[DOCUMENT PASSAGE Boundary: Start]

On the “lose to find” paradox
People often speak of losing themselves to find themselves. Some sound as though they know what they're talking about; others are mimicking. Context plays a significant role that range from seasons of great personal growth to singular events. In each, the paradox expresses a mystery in which intuition won out over linear thinking.
The paradox explains the unexplainable.
Conversations with friends on "losing to find" paradox are rarely cohesive. Sometimes it was a self-image they let go of, a reputation that no longer worked for them. They felt vulnerable but acted courageously. Images of stripping back a façade they had worn revealed a form of themselves that was more recognizable, more workable, more powerful. At times, it even sounds appropriate to say that they let go of a false self so that they could find their true selves.
As delicious as the snappiness and balance of "letting go of the false to find the true" is, I don't like donning that description. Its itchy, uncomfortable. It doesn't sit right because I sense a deep anger arising from the logical conclusion that I was lying to myself. Self-lies may not be completely inaccurate, but that doesn't recognize my sincerity and earnestness in the process. It appears helpful but is phenomenologically diabolical. Plus, my friends agree the first self was necessary to the latter. The "false" stage was essential. How can I consciously call an essential self a false self?
At other times, my friends describe losing to find as getting lost in the moment. Think Eminem's "Lose Yourself," where a young father desperately wants to provide for his family in a way that coincides with his calling:
You better lose yourself in the music, the moment
You own it, you better never let it go
Losing yourself here means embodying everything you've ever wanted because fate hangs in the balance. That's a desperate place we've probably all felt, and I've found myself weeping when I listen to this song. I'm a father of five with a very young daughter. But even thought I resonate with the desperation, I'm not in a rap battle, so there's the question of "Is this really my dilemma?"
I need a more robust understanding of the losing to find paradox.
Enter the seed-plant metaphor. As rudimentary as a seed can be, the DNA of the plant that it will become is all there inside that tiny box of growing. It's all there. Every last code of thymine, cytosine, adenine, and guanine is there awaiting the critical moment when life bursts forth from the seed into a shoot and then into a plant. Nothing is wasted. Everything is meaningful. The seed stage is essential.
Furthermore, the seed-to-plant metaphor makes room for resiliency and self-compassion. There's a tenderness present that I withhold when deciding that early versions were "false" versions. "False" denotes needless, gratuitous, pointless. Waste not, want not. I refuse to see any part of my life as unnecessary. All is warranted. All is educational. All is loveable. Even the excessive alcohol I consumed last Saturday night allows me to say to myself today, "Learn from that." I want to make meaning of every part of my life, to see every moment as a foundation or stepping stone for the next.
A poet friend of mine named Pádraig turned me toward the poem "Lost" by David Wagoner. You can hear his thoughts on the poem here. Books could be written about "Lost"'s wisdom, but I'll only steal a glance at the line telling me to "treat [Lost-ness] as a powerful stranger." The creator’s space. A genesis. An evolving force sustained by the Universe. It's where I find myself listening to the silent manifestation of the incarnate logos emerging within the deafness of my own spirituality and bring hope that I, too, can yet live.
"Losing to find" expresses the deep mystery of the seed that must be buried in order to rise as a plant, leaves stretching to the eastern sun.

[DOCUMENT PASSAGE Boundary: End]
[PROVIDED MATERIAL Boundary: Start]

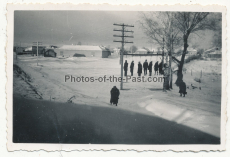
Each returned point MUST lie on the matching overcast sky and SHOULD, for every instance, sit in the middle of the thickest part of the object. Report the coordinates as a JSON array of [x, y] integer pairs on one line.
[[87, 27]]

[PROVIDED MATERIAL Boundary: End]
[PROVIDED MATERIAL Boundary: Start]

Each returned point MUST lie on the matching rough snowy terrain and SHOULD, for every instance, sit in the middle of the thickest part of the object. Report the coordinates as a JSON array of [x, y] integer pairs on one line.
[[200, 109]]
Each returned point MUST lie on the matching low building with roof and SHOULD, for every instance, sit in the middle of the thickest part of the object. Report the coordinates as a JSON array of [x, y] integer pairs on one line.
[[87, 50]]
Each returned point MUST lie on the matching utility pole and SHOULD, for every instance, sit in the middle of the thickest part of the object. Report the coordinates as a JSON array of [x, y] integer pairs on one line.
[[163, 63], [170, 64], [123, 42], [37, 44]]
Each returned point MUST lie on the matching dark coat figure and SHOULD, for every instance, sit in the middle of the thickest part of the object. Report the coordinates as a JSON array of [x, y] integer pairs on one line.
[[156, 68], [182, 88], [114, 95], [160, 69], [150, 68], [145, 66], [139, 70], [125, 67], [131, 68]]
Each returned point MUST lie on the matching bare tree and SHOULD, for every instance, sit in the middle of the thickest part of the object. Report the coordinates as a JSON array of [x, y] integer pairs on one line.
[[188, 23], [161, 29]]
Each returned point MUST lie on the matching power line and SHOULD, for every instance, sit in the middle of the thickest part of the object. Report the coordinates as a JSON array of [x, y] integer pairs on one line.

[PROVIDED MATERIAL Boundary: End]

PARTS OF THE EXERCISE |
A - Copy the essay on the "lose to find" paradox word for word, covering everything from "I need a more" down to "stage is essential.".
B - Answer these questions from the essay on the "lose to find" paradox:
(i) What song does the writer bring up when describing losing oneself in the moment?
(ii) What is the name of the poet friend who pointed the writer to the poem "Lost"?
(iii) How many children does the writer say he has?
C - Decide whether each statement agrees with the essay on the "lose to find" paradox. Answer yes or no, and quote the words of the essay that decide it.
(i) The writer is comfortable with the description of letting go of a false self to find the true one.
(ii) The poem "Lost" is by David Wagoner.
(iii) In the seed-plant metaphor, the seed stage is treated as something that could be skipped.

ANSWERS FOR THE TASKS |
A -
I need a more robust understanding of the losing to find paradox.
Enter the seed-plant metaphor. As rudimentary as a seed can be, the DNA of the plant that it will become is all there inside that tiny box of growing. It's all there. Every last code of thymine, cytosine, adenine, and guanine is there awaiting the critical moment when life bursts forth from the seed into a shoot and then into a plant. Nothing is wasted. Everything is meaningful. The seed stage is essential.

B -
(i) Eminem's "Lose Yourself"
(ii) Pádraig
(iii) Five

C -
(i) No: "I don't like donning that description."
(ii) Yes: "the poem "Lost" by David Wagoner"
(iii) No: "The seed stage is essential."